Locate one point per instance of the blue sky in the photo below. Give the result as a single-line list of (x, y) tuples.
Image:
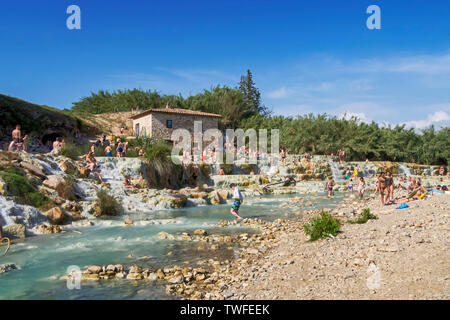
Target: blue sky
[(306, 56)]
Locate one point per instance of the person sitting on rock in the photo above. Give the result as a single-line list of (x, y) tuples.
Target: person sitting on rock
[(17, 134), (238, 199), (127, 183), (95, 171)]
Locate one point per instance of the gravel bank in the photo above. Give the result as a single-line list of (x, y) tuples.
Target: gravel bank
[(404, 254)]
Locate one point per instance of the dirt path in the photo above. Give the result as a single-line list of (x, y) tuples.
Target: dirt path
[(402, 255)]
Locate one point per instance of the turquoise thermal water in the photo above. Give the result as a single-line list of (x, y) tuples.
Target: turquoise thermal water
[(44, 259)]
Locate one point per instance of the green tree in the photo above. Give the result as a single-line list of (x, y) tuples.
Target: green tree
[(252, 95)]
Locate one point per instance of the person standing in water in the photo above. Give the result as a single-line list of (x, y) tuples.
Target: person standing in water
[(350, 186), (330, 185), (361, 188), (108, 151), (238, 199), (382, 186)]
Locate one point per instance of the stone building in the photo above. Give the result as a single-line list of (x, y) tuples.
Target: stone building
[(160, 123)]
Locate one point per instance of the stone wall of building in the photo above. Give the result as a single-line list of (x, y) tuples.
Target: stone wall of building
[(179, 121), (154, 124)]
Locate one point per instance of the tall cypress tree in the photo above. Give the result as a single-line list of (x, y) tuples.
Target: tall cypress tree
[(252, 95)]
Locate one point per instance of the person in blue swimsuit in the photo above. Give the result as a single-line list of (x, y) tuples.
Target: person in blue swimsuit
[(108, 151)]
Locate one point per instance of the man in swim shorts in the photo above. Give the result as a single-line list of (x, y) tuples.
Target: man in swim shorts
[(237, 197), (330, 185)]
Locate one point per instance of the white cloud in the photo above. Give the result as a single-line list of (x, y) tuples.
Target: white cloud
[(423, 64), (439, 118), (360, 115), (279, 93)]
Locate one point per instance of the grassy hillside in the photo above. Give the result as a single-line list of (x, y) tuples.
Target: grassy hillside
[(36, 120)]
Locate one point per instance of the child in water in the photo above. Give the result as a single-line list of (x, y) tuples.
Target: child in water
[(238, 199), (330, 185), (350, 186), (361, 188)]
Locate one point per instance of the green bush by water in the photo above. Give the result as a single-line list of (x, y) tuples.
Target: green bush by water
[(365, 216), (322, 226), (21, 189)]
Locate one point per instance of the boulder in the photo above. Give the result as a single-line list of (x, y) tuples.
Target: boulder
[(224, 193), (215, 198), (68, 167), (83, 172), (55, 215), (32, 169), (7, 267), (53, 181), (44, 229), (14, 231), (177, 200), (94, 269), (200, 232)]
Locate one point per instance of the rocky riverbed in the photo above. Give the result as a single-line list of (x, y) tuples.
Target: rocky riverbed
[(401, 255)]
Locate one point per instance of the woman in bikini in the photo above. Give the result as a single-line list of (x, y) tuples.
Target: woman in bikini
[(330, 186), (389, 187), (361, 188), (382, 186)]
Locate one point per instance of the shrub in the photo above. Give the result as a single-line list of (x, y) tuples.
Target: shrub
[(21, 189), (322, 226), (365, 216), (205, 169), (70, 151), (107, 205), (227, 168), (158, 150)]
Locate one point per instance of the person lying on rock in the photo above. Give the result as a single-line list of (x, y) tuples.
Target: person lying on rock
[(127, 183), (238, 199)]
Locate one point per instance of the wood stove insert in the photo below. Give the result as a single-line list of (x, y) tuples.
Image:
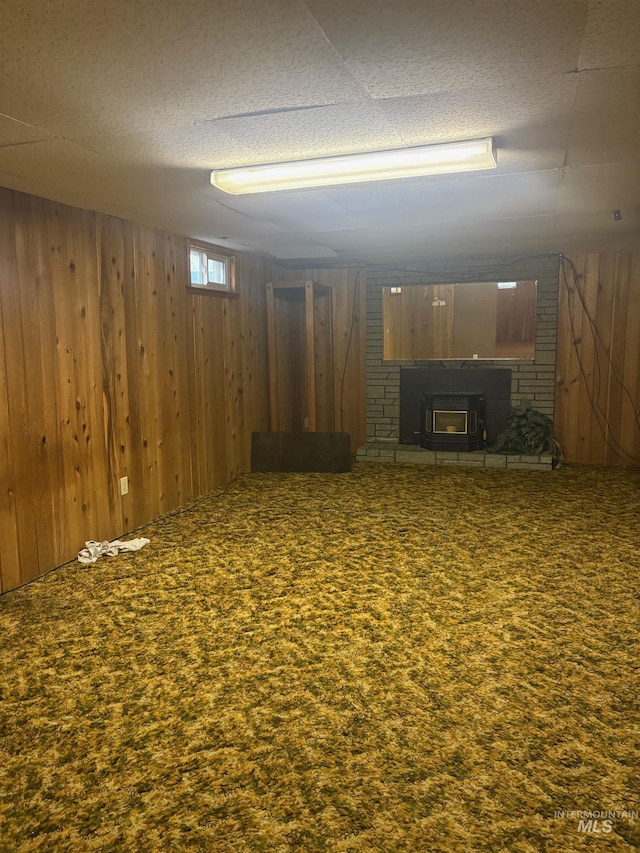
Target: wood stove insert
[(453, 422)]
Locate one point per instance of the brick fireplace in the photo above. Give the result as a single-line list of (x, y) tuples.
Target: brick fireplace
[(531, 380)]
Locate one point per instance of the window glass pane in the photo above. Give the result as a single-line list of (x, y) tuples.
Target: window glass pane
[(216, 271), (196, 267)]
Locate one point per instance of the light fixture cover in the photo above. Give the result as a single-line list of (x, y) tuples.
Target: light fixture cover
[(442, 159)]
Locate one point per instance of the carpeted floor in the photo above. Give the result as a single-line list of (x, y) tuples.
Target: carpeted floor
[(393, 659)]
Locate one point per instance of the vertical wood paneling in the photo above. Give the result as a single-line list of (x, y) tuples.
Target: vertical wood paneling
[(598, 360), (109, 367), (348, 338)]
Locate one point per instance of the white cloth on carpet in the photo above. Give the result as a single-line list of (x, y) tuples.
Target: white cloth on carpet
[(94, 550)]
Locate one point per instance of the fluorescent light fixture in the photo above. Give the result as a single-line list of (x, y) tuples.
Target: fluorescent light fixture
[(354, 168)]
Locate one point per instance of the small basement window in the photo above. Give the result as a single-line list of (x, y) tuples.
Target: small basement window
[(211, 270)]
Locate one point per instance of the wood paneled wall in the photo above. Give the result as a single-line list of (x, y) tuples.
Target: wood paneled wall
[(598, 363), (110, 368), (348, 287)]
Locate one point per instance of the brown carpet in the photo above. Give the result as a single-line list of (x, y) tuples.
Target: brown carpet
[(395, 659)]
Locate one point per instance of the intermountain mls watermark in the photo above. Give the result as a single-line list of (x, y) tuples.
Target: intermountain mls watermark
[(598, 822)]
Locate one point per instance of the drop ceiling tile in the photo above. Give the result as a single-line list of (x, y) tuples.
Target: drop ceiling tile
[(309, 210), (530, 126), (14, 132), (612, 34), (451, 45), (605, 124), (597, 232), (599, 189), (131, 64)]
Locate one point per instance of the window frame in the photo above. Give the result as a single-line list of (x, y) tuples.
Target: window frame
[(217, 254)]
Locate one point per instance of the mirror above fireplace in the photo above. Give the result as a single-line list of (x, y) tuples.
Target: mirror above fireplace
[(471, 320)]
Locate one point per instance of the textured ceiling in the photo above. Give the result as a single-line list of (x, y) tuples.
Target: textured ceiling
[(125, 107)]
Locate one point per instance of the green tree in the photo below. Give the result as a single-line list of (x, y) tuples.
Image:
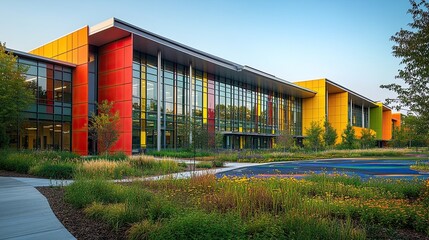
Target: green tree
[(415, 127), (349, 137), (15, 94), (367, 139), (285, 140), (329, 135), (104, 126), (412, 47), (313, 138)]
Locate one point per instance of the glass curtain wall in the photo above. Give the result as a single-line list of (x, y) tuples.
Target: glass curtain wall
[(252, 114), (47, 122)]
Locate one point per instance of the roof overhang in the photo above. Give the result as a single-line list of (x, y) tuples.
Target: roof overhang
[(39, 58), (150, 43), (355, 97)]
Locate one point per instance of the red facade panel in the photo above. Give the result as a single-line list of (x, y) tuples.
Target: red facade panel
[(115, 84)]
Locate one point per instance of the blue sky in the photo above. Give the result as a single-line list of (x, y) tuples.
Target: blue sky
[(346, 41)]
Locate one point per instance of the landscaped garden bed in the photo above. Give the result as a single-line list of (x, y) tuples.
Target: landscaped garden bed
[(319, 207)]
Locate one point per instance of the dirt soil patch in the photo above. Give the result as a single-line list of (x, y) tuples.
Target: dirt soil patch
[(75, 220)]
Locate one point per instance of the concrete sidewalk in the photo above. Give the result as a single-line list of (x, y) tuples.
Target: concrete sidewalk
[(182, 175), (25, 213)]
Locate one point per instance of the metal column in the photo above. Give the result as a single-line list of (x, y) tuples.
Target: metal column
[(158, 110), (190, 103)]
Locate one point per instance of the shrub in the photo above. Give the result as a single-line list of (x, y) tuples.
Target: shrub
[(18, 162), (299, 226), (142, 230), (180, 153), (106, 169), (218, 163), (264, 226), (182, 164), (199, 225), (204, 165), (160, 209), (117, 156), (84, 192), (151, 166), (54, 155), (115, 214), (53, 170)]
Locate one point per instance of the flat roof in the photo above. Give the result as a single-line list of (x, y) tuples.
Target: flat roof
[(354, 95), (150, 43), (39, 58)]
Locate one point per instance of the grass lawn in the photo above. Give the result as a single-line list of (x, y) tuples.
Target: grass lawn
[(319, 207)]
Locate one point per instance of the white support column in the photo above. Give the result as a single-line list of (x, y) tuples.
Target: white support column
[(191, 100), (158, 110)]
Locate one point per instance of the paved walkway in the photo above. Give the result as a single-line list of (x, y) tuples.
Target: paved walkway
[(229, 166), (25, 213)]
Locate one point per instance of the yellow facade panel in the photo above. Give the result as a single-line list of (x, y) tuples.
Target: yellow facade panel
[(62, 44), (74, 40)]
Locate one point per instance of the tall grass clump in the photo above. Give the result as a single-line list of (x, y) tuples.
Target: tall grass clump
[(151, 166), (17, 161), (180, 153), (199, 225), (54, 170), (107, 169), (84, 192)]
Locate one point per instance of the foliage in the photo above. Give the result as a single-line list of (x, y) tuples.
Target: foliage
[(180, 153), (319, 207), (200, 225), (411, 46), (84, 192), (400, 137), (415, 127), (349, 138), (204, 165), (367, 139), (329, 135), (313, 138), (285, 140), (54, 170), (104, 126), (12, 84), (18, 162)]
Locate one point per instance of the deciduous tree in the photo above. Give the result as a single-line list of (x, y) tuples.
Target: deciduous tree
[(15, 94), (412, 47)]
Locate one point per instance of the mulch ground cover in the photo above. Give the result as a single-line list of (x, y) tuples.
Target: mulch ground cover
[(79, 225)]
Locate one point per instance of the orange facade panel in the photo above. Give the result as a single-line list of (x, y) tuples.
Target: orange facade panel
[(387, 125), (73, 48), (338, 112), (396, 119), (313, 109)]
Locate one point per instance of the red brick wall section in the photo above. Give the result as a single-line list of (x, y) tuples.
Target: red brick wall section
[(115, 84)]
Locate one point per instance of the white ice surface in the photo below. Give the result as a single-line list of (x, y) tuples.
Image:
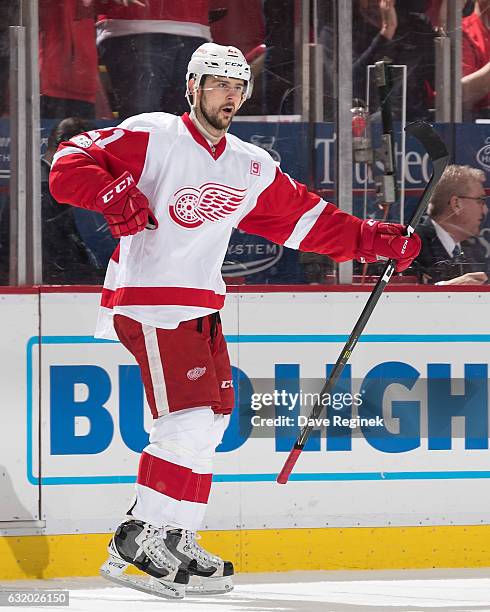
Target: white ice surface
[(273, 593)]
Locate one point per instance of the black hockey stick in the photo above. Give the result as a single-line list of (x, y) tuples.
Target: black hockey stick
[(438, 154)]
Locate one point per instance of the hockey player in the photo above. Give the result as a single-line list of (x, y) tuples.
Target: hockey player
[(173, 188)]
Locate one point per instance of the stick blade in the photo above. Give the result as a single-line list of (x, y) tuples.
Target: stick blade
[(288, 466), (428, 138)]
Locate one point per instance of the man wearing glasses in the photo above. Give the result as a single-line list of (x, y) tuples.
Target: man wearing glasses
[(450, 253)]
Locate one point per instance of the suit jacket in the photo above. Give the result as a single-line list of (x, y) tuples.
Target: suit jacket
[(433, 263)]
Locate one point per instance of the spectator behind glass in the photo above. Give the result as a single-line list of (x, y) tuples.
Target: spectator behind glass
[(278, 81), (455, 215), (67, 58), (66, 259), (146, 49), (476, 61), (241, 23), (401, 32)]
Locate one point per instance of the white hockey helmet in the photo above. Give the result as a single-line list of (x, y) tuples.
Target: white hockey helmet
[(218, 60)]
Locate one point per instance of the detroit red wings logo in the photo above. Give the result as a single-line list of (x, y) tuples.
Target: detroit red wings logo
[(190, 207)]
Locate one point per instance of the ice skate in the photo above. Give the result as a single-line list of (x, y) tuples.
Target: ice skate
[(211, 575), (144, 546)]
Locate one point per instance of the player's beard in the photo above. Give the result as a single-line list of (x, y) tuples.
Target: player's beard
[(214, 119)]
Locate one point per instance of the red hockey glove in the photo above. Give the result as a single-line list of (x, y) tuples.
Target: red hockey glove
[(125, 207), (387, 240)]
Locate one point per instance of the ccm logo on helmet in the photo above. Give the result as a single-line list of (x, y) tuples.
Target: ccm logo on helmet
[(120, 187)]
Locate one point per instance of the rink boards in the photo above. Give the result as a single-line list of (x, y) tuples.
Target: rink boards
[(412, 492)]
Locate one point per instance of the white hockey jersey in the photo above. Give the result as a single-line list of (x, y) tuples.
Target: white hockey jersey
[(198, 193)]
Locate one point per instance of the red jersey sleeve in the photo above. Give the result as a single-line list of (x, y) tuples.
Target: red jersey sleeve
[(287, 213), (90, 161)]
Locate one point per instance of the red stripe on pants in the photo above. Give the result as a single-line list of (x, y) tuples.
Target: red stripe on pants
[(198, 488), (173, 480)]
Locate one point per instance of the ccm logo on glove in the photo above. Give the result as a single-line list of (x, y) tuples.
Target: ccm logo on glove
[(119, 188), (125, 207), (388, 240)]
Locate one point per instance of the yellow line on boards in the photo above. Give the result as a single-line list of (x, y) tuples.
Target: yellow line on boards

==========

- **TASK BRIEF**
Rescale the rows starting at the line that contains "Locate one point per instance of the boulder" and ending at the line that contains "[(127, 183), (238, 199)]", with both of those lines included. Write out only those lines again, requests included, and multiply every x and y coordinate in the answers by 0.55, rounding each to a whole number with halves going up.

- **PROBLEM SOLUTION**
Locate one point per instance of the boulder in the photo above. Give the result as a single-line list of (x, y) tuples.
Target: boulder
[(123, 106), (118, 109), (37, 92), (46, 95), (30, 118), (18, 93), (4, 147), (29, 100), (24, 126), (8, 127), (97, 110), (52, 148), (110, 128)]
Locate one point per instance of the rocky riverbed in the photo above. Give the result as a single-line list of (x, y) tuples.
Target: rocky riverbed
[(221, 140)]
Locate one point per instance of the woman in bikini in the photo above. Give the result as a single-line list of (x, y) tuples.
Target: woman in bikini
[(182, 102), (214, 103), (199, 103), (210, 102)]
Locate one point per instance of the shrub in the photo above. Give the result as a single-line list of (x, y) tuples.
Target: shrub
[(12, 104), (177, 124), (201, 119), (113, 93), (39, 83), (59, 113), (125, 92), (87, 83)]
Locate one point per instance of the person lying on rock in the photo above. Give the result as a single-line list of (x, y) tuples.
Target: person lying on rock
[(70, 101), (131, 109)]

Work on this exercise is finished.